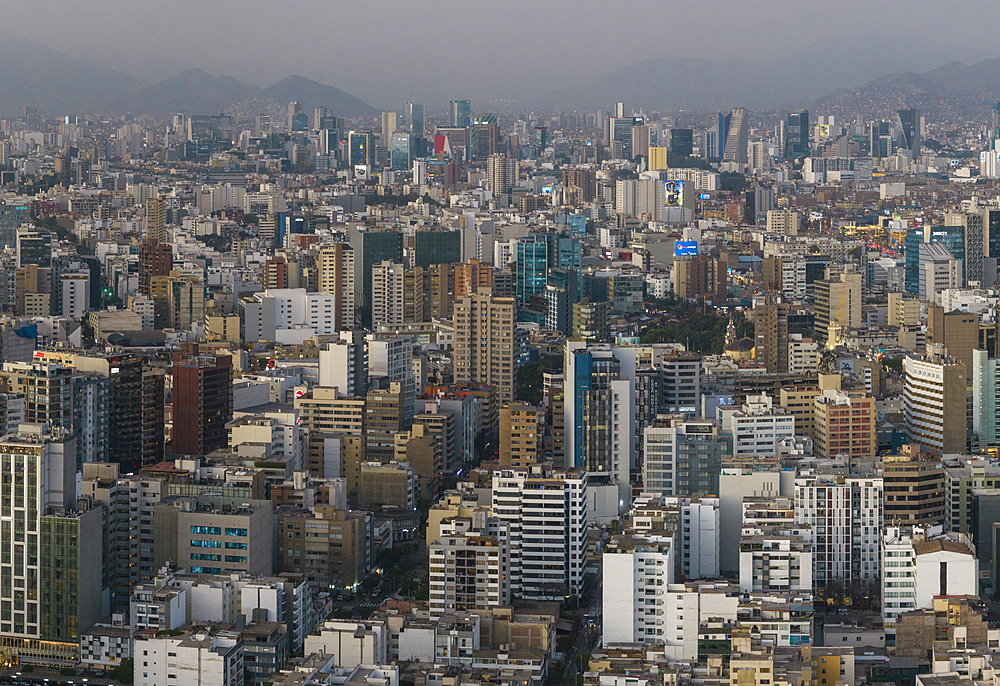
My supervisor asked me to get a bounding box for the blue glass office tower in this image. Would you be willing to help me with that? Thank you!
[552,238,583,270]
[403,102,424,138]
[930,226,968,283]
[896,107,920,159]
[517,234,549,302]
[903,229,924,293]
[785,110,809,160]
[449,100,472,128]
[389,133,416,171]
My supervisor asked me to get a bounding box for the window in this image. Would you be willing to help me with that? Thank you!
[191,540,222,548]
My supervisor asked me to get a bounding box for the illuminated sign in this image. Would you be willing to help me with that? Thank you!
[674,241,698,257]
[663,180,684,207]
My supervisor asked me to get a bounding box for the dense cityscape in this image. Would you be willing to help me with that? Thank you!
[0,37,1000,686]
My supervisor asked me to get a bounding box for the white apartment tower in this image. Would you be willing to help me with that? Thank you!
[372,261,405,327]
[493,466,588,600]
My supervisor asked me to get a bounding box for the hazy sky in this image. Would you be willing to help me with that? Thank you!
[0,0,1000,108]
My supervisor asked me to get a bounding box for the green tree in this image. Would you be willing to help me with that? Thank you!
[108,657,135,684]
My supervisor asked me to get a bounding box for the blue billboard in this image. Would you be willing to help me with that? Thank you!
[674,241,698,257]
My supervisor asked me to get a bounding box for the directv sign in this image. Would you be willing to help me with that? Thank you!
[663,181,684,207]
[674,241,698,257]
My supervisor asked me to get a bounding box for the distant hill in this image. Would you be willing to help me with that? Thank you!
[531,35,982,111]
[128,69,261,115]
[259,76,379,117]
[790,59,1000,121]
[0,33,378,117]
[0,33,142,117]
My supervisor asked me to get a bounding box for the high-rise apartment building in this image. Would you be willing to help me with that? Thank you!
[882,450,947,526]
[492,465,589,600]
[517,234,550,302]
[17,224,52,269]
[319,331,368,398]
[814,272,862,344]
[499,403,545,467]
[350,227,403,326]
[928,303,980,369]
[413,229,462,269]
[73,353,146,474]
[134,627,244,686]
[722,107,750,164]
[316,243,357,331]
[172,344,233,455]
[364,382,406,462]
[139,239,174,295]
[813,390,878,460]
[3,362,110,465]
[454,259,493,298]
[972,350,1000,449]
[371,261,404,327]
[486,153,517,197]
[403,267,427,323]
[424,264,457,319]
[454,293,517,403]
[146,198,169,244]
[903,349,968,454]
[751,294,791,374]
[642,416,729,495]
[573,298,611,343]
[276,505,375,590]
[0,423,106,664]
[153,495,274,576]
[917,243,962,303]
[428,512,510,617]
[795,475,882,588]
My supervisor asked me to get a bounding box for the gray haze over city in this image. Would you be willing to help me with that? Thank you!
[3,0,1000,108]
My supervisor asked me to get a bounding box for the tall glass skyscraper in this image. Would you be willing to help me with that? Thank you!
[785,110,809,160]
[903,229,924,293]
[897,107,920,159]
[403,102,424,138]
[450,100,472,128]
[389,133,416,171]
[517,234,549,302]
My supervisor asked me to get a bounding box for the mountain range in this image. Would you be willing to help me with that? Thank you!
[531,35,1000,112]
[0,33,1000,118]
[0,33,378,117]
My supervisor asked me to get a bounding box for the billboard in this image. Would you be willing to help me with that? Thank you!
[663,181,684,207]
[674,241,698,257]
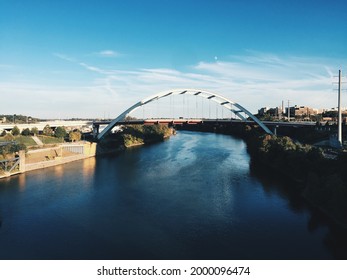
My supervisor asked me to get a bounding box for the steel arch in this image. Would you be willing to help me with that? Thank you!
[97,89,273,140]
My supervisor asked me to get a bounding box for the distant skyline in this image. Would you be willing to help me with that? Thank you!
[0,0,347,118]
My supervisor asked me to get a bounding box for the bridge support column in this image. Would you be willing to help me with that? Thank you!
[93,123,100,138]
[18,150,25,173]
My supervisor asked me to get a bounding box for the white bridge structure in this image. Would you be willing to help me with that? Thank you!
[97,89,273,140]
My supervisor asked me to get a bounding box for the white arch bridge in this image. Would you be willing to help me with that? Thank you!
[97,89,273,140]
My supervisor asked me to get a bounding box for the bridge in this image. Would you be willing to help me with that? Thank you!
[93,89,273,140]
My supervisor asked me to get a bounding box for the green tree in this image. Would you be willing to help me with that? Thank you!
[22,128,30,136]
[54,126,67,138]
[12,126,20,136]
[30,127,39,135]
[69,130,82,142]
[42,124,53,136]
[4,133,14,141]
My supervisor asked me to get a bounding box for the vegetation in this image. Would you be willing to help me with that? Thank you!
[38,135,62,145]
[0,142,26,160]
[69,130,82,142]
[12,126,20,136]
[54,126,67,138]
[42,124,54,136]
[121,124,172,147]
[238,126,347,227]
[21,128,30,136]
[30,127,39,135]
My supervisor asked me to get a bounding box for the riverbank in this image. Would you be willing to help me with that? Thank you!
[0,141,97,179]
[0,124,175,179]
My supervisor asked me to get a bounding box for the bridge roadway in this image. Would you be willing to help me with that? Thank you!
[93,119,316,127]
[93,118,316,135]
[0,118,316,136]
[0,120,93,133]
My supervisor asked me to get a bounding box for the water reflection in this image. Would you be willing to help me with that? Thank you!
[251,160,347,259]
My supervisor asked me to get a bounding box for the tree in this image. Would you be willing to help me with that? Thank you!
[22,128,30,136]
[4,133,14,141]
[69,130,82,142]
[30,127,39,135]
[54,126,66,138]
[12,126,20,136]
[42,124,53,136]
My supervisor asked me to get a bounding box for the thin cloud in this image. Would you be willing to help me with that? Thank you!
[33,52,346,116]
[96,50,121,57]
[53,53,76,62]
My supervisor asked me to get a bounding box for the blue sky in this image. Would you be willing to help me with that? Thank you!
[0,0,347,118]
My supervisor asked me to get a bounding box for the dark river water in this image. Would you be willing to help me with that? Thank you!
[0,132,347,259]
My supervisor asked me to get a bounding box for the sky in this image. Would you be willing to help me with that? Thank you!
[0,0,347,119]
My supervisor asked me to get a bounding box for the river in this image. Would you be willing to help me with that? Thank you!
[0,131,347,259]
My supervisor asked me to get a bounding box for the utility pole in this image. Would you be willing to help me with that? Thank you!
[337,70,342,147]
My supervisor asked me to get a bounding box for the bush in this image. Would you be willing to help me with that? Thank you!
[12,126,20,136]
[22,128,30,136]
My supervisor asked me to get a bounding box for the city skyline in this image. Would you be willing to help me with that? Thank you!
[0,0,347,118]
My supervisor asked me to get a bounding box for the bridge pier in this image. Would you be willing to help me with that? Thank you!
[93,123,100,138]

○ ○ ○ ○ ○ ○ ○

→ **Given exercise**:
How many of the lines above contain the string "arch", with case counting? Give only the number.

→ **Answer**:
2